**WORK ORDER**
Copy the data below. Keep every line exactly as it is.
※
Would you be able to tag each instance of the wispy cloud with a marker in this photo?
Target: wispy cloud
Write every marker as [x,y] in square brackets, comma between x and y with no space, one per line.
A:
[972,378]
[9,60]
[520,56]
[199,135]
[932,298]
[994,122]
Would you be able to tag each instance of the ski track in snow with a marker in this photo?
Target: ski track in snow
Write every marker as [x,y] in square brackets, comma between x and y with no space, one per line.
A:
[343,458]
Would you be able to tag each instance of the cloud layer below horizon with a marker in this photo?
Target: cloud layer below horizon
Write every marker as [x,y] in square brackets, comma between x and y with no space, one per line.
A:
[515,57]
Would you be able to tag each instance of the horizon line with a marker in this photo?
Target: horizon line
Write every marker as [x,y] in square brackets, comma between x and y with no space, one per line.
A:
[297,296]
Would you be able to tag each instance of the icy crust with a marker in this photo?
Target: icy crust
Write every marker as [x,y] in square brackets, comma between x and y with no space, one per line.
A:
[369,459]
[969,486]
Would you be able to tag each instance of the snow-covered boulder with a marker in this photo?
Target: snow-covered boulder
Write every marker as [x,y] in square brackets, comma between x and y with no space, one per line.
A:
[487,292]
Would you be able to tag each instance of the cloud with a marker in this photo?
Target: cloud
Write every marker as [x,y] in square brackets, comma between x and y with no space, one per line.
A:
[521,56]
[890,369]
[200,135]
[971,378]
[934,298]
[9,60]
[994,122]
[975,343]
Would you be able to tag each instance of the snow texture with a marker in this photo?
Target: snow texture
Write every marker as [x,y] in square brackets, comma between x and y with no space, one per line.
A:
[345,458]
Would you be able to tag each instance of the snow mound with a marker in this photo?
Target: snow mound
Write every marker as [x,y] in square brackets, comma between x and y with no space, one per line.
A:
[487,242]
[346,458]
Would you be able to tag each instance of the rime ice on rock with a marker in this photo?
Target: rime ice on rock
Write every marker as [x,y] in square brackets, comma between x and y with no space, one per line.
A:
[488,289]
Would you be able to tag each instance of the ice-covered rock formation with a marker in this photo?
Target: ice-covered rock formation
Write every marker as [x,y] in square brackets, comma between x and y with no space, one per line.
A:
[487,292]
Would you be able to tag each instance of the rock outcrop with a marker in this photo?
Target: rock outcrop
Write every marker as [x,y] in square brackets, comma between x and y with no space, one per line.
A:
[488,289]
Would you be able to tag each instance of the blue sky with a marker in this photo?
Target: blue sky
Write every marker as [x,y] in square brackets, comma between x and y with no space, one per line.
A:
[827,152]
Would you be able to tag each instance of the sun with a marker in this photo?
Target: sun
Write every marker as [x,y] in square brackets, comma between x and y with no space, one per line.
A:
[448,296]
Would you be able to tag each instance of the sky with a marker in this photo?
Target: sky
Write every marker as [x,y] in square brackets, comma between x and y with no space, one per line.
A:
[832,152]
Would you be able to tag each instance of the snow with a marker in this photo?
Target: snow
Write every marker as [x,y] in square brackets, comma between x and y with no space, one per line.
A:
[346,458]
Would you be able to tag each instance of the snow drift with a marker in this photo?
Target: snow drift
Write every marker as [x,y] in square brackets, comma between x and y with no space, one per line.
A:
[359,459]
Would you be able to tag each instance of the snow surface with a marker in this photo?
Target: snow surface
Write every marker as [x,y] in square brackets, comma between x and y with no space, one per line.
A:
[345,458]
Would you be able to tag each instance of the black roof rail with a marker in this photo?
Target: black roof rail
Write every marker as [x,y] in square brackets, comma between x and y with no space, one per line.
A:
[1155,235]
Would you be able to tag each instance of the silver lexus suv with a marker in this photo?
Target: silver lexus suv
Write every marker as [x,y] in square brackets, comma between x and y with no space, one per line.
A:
※
**SOLUTION TO THE EXERCISE**
Would you be able to tag each instance of the wispy cloud with a marker in this photo?
Target: wispy cloud
Write every marker as [x,y] in square brackets, comma between x and y with no space, one per line.
A:
[972,378]
[9,60]
[520,56]
[199,135]
[932,298]
[994,122]
Would you be able to tag each instance of the ski track in snow with a marker in this photo?
Target: ski track in snow
Write every marker as [x,y] in square brackets, comma between x and y with no space, one per line.
A:
[343,458]
Would you be able to tag each instance of the cloud layer below horizon with a marker in this photo?
Target: cloud layer below horizon
Write every marker as [x,y] in square brackets, comma between x and y with no space, one per line.
A:
[515,57]
Would you be able to tag each instance of the horizon line with a marker in this photo?
Target: horizon line
Write every marker as [x,y] in square brackets, comma between x and y with no space, one per line.
A:
[297,296]
Would you be able to tag each instance of the icy crust with a marker in this photo?
Target: icy crust
Write every marker as [x,y] in square brackets, comma between x and y with no space, one per line.
A:
[369,459]
[969,486]
Would you be able to tag each instance of the snow-covered boulder with a marker in this photo?
Target: snow-covered boulder
Write every marker as [x,y] in square brackets, comma between x and y with no space, one per line.
A:
[487,292]
Would you be able to tag each instance of the cloud with a marker in this photo?
Target: cloud
Write every marker as [x,y] in square brackets, comma between x and y with no space, one per line.
A:
[521,56]
[890,369]
[200,135]
[971,378]
[934,298]
[9,60]
[994,122]
[975,343]
Would you be able to tag each instance of the snow texture with a marker in this photo?
Target: snow texture
Write every marker as [x,y] in square brackets, comma between x and y with no space, one per line.
A:
[345,458]
Would you be able to tag each instance of the snow mound with a marker in this photo?
Target: snow mound
Write every marker as [x,y] in square brackets, comma between x and y with no space, one per line.
A:
[487,242]
[346,458]
Would you be able to tag each instance of the rime ice on rock with a marker in this photo?
Target: rime ice on rock
Write every marker as [x,y] in square brackets, comma between x and y with no space, one per line.
A:
[488,289]
Would you be able to tag each instance of the ice-covered rock formation with a marker in this photo?
Target: ice-covered rock formation
Write every marker as [x,y] in square brackets, comma between x and y with no space, one per line.
A:
[487,292]
Would you be able to tag each instance of the rock outcrop with a marker in this photo?
Target: rock outcrop
Write every marker as [x,y] in square brackets, comma between x and y with no space, one per line.
A:
[488,289]
Would you be able to tag each instance of the blue sky with a marker in this photo?
Target: blue sky
Write every marker as [x,y] in square brackets, comma between x and y with no space, one per line.
A:
[827,152]
Would you be able to tag each instance of the sun with a marker in this photo?
Target: sun
Write every marker as [x,y] in square brackets, comma between x and y with no space, one per line.
A:
[448,296]
Would you be able to tag each instance of the sky with a marker in this photo?
Target: sky
Write every marker as [x,y] in square brackets, comma between x and y with no space, one per line.
A:
[832,152]
Would you be able to tag each instance of the snow with a marker in this photo?
Target: snow
Write every marker as [x,y] in square brackets, comma between x and y with no space, one per line.
A:
[346,458]
Would you be able to tag each instance of the snow drift with a marker in this photo?
Target: snow drift
Write every marker as [x,y] in square brackets, comma between x and y with no space, one per line.
A:
[359,459]
Would you be able to tag each instance of the snow surface with a marker in this photo?
Target: snow surface
Write every marker as [x,y] in square brackets, comma between x and y with no space, one per line.
A:
[345,458]
Would you be able to tag each instance of the black roof rail with a marker in this photo?
Target: black roof rail
Write every marker as [x,y] in square brackets, comma between x and y with no space, one per line.
A:
[1155,235]
Would you be able to tag each instance of the silver lexus suv with a marker in this photo?
Target: silver lexus suv
Write every marker as [x,y] in square brackets, comma between x and y with no space, one per line.
A:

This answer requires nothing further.